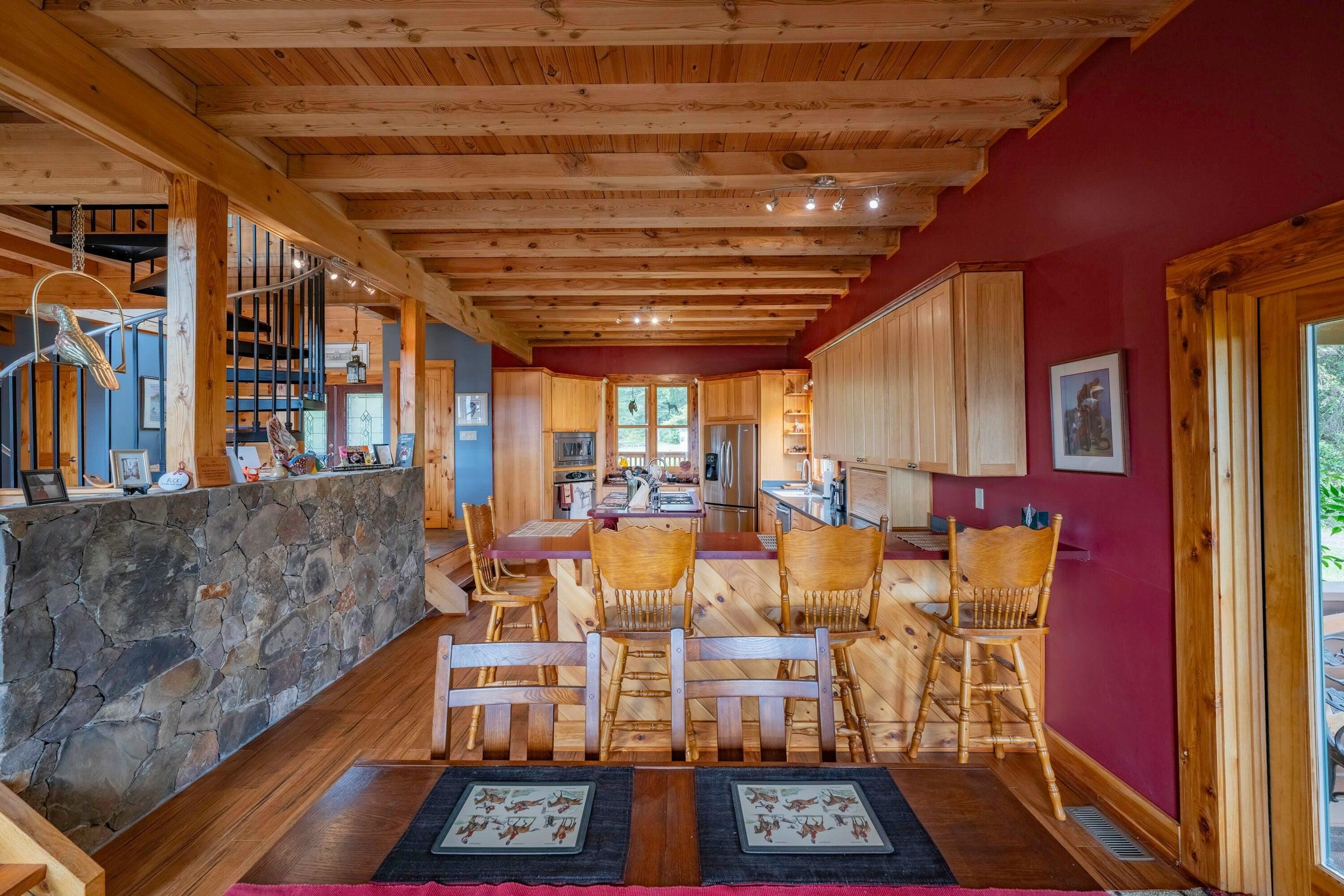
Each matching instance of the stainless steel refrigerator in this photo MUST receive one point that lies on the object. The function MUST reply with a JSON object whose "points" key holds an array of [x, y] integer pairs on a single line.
{"points": [[730, 479]]}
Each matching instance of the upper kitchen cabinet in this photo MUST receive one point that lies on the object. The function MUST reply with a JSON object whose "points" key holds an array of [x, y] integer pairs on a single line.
{"points": [[932, 383], [731, 398], [576, 405]]}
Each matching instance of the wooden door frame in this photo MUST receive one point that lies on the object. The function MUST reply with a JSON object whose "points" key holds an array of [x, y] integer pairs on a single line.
{"points": [[394, 417], [1214, 302]]}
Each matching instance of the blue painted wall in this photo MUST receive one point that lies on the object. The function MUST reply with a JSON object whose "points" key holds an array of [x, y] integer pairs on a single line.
{"points": [[124, 405], [475, 469]]}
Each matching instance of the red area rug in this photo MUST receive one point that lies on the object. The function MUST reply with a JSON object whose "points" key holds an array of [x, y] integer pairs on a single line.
{"points": [[521, 890]]}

+++

» **Task directions**
Please rewrite all the records above with "lies on the object" replaced by "falls inside the object" and nothing else changed. Leave out the pictures.

» **Answer to the task**
Each matching instance of the stainless steel refrigerator in this photo MUST receive one point that falls inside the object. The function MUST reply with a JSON object whose "points" key holds an array of [x, y] integer pairs on a single line.
{"points": [[730, 479]]}
Each matching instance of the upper kitchen cabinet in this photo MUST receive one point that falls inside the object. The function MUST reply with a JSON object whose "points" key holds an array of [x, y] integer pairs on a single line.
{"points": [[932, 383], [731, 398], [576, 405]]}
Each matching instance of the wooden door frame in this photo MUST receive one point that falls inside the object. The function MUST reply with a JSON object whose "points" key holds an array of [x, y] integer pairs on a single line.
{"points": [[394, 417], [1214, 302]]}
Each matching instance of the blue painted wall in this photo MUST receive one point that falls inside the object. The function MUST reply with a JSON object whose "points" key holds an array of [x, y] integer pairs on a single line.
{"points": [[124, 405], [475, 469]]}
Each matching instance of the red area rug in this photo MUST receive one point that falls inside the object. The function MUST reply with a JSON object whose "points" key holds an array of [x, y] integer pairs on a single line.
{"points": [[521, 890]]}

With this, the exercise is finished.